**Entries supplied**
* begin *

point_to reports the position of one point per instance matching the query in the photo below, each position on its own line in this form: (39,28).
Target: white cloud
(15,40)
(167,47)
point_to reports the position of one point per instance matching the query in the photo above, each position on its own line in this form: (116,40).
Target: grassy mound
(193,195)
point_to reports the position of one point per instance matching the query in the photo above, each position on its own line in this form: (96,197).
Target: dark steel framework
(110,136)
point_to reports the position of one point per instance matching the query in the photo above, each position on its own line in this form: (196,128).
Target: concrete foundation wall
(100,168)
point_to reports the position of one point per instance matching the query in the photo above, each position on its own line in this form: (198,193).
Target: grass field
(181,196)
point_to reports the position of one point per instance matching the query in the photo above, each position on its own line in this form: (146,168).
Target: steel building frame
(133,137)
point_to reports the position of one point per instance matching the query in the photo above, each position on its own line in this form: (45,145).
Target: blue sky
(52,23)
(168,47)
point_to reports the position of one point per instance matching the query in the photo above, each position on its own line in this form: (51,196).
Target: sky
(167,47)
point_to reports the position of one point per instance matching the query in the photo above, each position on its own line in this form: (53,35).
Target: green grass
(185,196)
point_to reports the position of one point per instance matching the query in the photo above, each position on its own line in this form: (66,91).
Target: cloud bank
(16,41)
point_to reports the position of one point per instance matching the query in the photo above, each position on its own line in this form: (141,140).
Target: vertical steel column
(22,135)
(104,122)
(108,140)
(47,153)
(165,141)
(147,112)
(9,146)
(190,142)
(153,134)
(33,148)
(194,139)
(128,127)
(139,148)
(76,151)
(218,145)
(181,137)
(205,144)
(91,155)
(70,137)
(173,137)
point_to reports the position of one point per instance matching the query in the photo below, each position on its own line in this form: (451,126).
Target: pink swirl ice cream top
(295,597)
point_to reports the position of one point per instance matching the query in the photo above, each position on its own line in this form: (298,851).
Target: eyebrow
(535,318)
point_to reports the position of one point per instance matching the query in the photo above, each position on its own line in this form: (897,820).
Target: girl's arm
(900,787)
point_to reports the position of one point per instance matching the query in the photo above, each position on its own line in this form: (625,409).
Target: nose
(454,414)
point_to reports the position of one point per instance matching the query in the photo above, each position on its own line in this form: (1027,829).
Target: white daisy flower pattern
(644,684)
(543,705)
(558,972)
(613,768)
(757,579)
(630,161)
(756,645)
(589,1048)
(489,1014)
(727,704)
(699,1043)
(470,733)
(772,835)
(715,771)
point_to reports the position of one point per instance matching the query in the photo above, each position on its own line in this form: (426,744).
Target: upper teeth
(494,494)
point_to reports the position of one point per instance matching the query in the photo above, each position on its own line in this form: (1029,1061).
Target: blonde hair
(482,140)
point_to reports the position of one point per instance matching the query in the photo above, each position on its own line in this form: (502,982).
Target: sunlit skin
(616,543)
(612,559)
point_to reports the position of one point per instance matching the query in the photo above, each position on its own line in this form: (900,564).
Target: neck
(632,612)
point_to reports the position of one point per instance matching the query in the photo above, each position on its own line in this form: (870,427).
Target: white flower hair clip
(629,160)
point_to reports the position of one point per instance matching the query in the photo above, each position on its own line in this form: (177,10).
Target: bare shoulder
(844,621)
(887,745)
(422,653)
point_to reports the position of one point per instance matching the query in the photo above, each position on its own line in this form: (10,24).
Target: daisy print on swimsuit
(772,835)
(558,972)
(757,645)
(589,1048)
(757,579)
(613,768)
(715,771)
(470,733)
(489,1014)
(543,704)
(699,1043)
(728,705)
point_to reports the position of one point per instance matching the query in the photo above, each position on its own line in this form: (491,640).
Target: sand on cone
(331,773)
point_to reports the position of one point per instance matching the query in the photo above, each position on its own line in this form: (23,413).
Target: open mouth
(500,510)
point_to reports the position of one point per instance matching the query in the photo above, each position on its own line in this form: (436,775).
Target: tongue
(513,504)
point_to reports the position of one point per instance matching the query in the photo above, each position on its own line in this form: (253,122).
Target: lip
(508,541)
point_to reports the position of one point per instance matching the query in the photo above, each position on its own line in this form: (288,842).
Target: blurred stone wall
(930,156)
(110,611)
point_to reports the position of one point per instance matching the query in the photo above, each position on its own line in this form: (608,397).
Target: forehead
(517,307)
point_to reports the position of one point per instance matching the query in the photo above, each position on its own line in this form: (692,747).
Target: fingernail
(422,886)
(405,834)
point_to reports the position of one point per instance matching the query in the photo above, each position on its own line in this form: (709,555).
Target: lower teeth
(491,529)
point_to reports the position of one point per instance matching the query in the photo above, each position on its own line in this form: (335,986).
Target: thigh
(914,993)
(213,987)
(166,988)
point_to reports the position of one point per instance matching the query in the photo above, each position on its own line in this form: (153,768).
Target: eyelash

* end *

**What the task asks**
Print all of the data exactly as it was given.

**Task answer**
point_to reports the position of one point per instance matching the query in the photo below, each position on its own line in this form: (39,28).
Target: white cloud
(15,40)
(167,47)
point_to reports the position of one point per instance matching the query in the photo above, each position on its own line in this form: (116,40).
Target: grassy mound
(193,195)
point_to reports the position of one point per instance matching the query in the photo above, each position on its own line in this form: (96,197).
Target: dark steel framework
(110,136)
point_to reports the position of one point per instance matching the query in the photo above, each position on its own line in this form: (196,128).
Target: concrete foundation wall
(100,168)
point_to reports the position of one point per instance matching the query in the photo above, each position on its own line in this form: (198,193).
Target: grass field
(181,196)
point_to reports the position of one point per instance matching the query in the photo above, each position on its own line in this form: (146,168).
Target: steel building frame
(133,137)
point_to reports the position of one point per instance matching the query in the photo above, each position on its own line in this form: (45,145).
Target: blue sky
(52,23)
(168,47)
point_to reports the position of one point per instance matching the query in the photo above, each position on its own line in this form: (51,196).
Target: sky
(167,47)
point_to reports the position of one point per instance matching the query in the photo above, each position on its own line in this form: (53,35).
Target: green grass
(185,196)
point_to reports the position of one point per instance matching the query in the photo above, each position on its own line in this form: (66,91).
Target: cloud bank
(16,41)
point_to reports the position of one point per instance matching the query in the photo above, each position on its own line in this form: (141,140).
Target: vertical steel column
(22,135)
(104,122)
(108,140)
(47,153)
(165,141)
(147,112)
(9,146)
(190,142)
(153,134)
(33,148)
(194,139)
(128,127)
(139,148)
(76,151)
(218,145)
(181,137)
(205,144)
(91,155)
(70,137)
(173,137)
point_to reports the position of one point per instance matching the query in the photo below, each position on its own line in this form: (451,126).
Target: pink swirl ice cream top
(295,597)
point_to reports the position of one point per instance matching the query in the photo above, each position on its own line in this form: (298,851).
Target: eyebrow
(535,318)
point_to reports the position of one point per instance matching the query in the photo above, each position on its own line in this form: (897,820).
Target: girl's arm
(900,787)
point_to reports the position of one point per instance matching the query in the photo above, each position on its own line in this form: (625,409).
Target: nose
(454,414)
point_to reports the position of one point per instance matching the query in the photo above, each position on its own line in this form: (1027,829).
Target: white daisy flower pattern
(644,684)
(543,705)
(558,972)
(613,768)
(757,579)
(630,161)
(756,645)
(589,1048)
(489,1014)
(727,704)
(699,1043)
(470,733)
(772,835)
(715,771)
point_to reports the position of one point per instance matching the query in the photo above, each position on its own line in this form: (426,744).
Target: upper teeth
(494,494)
point_to reports the position of one point per instance matching the query in the photo above, each position on its own line in this form: (1029,1061).
Target: blonde hair
(482,140)
point_to reports the position of one point per instance matching the query in the photo above, each position on its own line in this form: (502,982).
Target: sunlit skin
(616,543)
(612,559)
point_to reports the position of one point per instance matching the query in the photo above, each position on its own line in this form: (900,564).
Target: neck
(632,612)
point_to reports the position of one point per instance matching the query in the photo above, each position on its own line in this form: (870,427).
Target: white flower hair clip
(629,160)
point_to reports the position of one point per instance matching the query in the photo above, each position on its own line in this form: (177,10).
Target: bare shoulder
(844,621)
(887,745)
(422,653)
point_to reports the position of one point per instance matching the query in the photo above, each position on its own line in this form: (10,24).
Target: daisy print on swimsuit
(772,835)
(558,972)
(757,645)
(589,1048)
(757,579)
(613,768)
(715,771)
(470,733)
(489,1014)
(543,704)
(699,1043)
(728,705)
point_to reports the position of one point per instance matching the query in the photo above, each position on its own line in this form: (491,640).
Target: sand on cone
(331,773)
point_to reports the position of one point per instance matching the query in the photo above, each position on its own line in this form: (23,413).
Target: open mouth
(500,510)
point_to reports the position of one point per instance matching the query in the photo above, each position on its own line in this form: (436,775).
Target: tongue
(513,504)
point_to reports the position of one point per instance matching the query in the photo above, each position on its own line in this form: (253,122).
Target: lip
(508,541)
point_to reports the position of one point per instance matching the query in the photo above, each position on its own line in this form: (288,842).
Target: blurred stone wall
(930,156)
(110,611)
point_to reports the position of one point per instance matching the query in the photo above, each position on its own line in this form: (608,397).
Target: forehead
(517,307)
point_to reports the position of one point per instance matching the query in the photo above, each position on its own line in this form: (692,747).
Target: fingernail
(422,886)
(405,834)
point_to reports the position of one point per instance matching the query in the photo above, each position on its own line in this form: (709,555).
Target: lower teeth
(491,529)
point_to reports the position of one point per instance matching the query in the photo above, each position on its own line in this form: (335,986).
Target: thigh
(914,993)
(213,987)
(166,988)
point_to reports the position of one point per instance matching the query in the photo above, each position on its own line in this form: (153,768).
Target: eyelash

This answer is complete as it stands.